→ **DOCUMENT PASSAGE**:

Filed August 24, 1993.
Appeal from the Court of Common Pleas, Philadelphia County, Civil Division, No. 139 Nov. T., 1991, Herron, J.
James E. Beasley, Philadelphia, for appellants.
Daniel F. Ryan, Plymouth Meeting, for appellees.
Before McEWEN, JOHNSON and HOFFMAN, JJ.
This is an appeal from an interlocutory order sustaining preliminary objections by Herbert J. Somers to counts 50-52 in the Complaint filed by June C. and Keith L. Wapner individually and on behalf of their minor children Charles and Peter Wapner. The order, which was certified to this Court by the trial court as involving a controlling issue of law, dismissed Charles and Peter Wapner's claim for the loss of the consortium of their mother. We affirm.
This appeal arises in the context of a medical malpractice action filed by June Wapner against Dr. Herbert Somers and Dr. Robert Somers, not a party to this appeal, for failure to timely diagnose Mrs. Wapner's breast cancer. In conjunction with that claim, Mrs. Wapner's husband and children filed derivative claims for loss of spousal and parental consortium due to Mrs. Wapner's severe illness and incapacity.

→ **DATASET RECORDS**:
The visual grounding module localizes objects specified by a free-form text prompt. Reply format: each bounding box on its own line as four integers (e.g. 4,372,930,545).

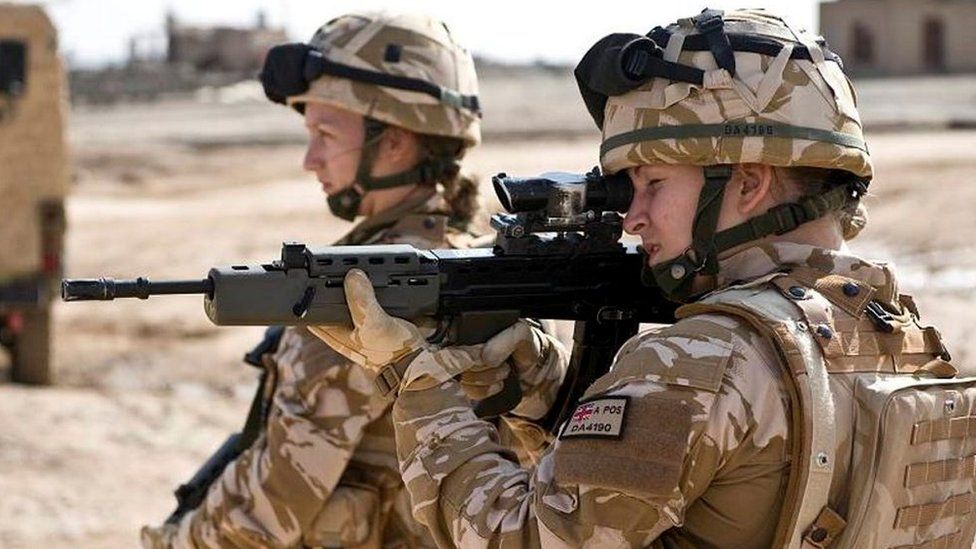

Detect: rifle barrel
61,277,213,301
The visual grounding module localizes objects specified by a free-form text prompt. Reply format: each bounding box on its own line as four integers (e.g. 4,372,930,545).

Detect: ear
726,162,776,217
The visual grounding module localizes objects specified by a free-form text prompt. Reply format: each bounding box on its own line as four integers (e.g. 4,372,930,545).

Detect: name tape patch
559,397,627,438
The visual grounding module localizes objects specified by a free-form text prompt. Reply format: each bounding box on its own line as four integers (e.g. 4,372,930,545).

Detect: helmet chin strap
642,165,867,303
644,165,732,302
328,117,457,221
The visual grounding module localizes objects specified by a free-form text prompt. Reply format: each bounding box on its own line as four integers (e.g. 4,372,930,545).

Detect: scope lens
491,171,634,213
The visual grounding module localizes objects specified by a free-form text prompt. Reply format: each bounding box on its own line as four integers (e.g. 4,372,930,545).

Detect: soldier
142,13,565,547
313,10,976,548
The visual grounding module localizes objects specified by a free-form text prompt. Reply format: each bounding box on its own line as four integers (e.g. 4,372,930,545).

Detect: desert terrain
0,74,976,548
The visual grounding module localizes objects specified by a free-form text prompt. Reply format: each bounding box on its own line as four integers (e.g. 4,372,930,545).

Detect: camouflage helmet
287,12,481,146
577,10,872,181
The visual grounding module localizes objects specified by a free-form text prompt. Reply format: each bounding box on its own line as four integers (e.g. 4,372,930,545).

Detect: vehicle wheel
10,310,53,385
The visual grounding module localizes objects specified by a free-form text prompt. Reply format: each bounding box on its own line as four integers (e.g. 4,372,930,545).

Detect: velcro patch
559,396,628,439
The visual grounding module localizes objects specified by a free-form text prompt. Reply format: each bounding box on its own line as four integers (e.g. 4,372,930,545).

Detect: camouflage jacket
393,243,924,547
144,189,556,547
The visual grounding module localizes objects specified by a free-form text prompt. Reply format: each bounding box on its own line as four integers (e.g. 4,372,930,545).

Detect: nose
302,139,325,172
624,193,650,235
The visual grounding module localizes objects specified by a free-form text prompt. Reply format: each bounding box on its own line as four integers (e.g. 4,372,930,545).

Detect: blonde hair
419,134,481,228
773,166,868,240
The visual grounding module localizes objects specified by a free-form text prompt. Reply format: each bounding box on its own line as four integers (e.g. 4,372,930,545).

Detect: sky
42,0,818,67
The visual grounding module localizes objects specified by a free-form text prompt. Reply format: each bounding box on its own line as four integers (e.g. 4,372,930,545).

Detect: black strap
691,165,732,274
304,49,481,116
621,37,705,86
691,9,735,76
647,27,843,68
714,180,865,252
641,165,732,302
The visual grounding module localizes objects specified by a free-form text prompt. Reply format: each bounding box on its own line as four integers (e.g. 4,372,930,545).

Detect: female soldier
142,13,564,547
314,10,976,548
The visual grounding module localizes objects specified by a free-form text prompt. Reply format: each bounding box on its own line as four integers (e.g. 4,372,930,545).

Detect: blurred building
166,12,288,72
820,0,976,76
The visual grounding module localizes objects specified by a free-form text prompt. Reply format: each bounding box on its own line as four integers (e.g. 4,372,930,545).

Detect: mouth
644,244,661,265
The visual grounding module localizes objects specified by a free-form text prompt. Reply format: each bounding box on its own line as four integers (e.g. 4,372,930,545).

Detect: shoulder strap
677,287,837,547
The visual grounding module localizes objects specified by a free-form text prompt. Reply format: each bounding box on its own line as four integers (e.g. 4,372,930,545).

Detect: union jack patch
559,396,628,439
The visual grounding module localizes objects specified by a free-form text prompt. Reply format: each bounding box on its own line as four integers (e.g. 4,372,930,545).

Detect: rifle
62,168,675,430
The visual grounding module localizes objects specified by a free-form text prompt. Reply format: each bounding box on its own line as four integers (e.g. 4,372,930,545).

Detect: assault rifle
62,169,674,429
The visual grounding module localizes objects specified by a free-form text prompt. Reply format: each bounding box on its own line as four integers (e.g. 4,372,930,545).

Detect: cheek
651,189,697,248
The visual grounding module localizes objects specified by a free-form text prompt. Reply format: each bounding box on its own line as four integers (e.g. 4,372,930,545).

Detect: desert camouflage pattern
142,193,565,548
288,12,481,146
601,10,872,179
679,245,976,548
393,244,973,547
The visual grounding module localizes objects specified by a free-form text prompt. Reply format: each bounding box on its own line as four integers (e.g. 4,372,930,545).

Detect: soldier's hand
309,269,482,395
481,320,569,419
139,524,178,549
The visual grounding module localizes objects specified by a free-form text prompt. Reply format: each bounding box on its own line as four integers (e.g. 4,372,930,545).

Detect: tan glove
481,320,569,419
139,524,178,549
309,269,482,396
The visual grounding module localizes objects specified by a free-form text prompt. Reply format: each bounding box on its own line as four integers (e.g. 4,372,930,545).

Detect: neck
767,214,847,250
359,183,422,216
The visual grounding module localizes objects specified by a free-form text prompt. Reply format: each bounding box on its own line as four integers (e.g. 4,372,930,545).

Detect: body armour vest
678,267,976,549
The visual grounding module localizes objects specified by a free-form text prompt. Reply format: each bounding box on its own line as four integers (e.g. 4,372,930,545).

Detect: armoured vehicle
0,3,68,384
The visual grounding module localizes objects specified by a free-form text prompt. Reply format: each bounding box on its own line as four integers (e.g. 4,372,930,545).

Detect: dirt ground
0,95,976,548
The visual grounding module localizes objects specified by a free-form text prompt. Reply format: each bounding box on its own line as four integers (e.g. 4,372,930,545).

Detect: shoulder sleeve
174,329,387,547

→ **WHAT TO DO**:
1. Reproduce the part of the court opinion that opens with the words containing "Appeal from the" and closes with "Meeting, for appellees.".
2. In the court opinion, what claim did the certified order dismiss?
Rely only on the court opinion, not on the listing.

→ **EXPECTED RESPONSES**:
1.
Appeal from the Court of Common Pleas, Philadelphia County, Civil Division, No. 139 Nov. T., 1991, Herron, J.
James E. Beasley, Philadelphia, for appellants.
Daniel F. Ryan, Plymouth Meeting, for appellees.

2. It dismissed Charles and Peter Wapner's claim for the loss of the consortium of their mother.